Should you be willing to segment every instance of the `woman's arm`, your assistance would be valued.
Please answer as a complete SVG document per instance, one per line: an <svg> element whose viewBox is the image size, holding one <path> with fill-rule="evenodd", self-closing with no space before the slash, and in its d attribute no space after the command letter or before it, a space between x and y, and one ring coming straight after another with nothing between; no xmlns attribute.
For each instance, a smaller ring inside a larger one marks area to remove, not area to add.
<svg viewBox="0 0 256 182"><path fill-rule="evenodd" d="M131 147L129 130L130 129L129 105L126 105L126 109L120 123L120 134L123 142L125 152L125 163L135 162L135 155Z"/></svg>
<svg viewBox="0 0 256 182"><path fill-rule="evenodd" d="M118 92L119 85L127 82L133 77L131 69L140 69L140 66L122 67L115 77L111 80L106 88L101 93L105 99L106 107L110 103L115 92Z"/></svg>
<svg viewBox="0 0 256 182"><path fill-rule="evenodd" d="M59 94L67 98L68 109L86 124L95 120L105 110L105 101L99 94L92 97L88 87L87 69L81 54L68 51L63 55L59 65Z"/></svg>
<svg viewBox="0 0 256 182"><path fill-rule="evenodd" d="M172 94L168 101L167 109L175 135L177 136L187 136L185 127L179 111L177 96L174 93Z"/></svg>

══════════

Task directions:
Please give the material above as a two-column CSV with the header input,output and a single row. Put the full wording under input and all four SVG lines under output, each in one quoted field with line breaks replaced by spaces.

Task result:
input,output
"Should you be willing to segment every instance of the `woman's arm`, your assistance would be valued. Please answer as a complete SVG document per instance, one per line: an <svg> element whose viewBox is the image size, holding one <path> with fill-rule=""evenodd"", self-closing with no space before the slash, and in its d attribute no space after the command letter or before it, a space between x and y, and one ring coming straight after another with nothing between; no xmlns attribute. For each instance, a smaller ring inside a larger one marks area to remove, not area to add.","<svg viewBox=""0 0 256 182""><path fill-rule=""evenodd"" d=""M131 147L129 130L130 129L129 105L126 105L126 109L120 123L120 134L123 142L125 152L125 163L135 162L135 155Z""/></svg> <svg viewBox=""0 0 256 182""><path fill-rule=""evenodd"" d=""M118 92L119 85L127 82L133 77L131 69L140 69L140 66L122 67L115 77L111 80L106 88L101 93L105 99L106 107L110 103L115 92Z""/></svg> <svg viewBox=""0 0 256 182""><path fill-rule=""evenodd"" d=""M59 94L67 98L68 109L86 124L95 120L105 110L105 101L99 94L92 97L88 87L87 69L81 54L68 51L63 55L59 65Z""/></svg> <svg viewBox=""0 0 256 182""><path fill-rule=""evenodd"" d=""M172 94L168 101L167 109L175 135L177 136L187 136L185 127L179 111L177 96L174 93Z""/></svg>"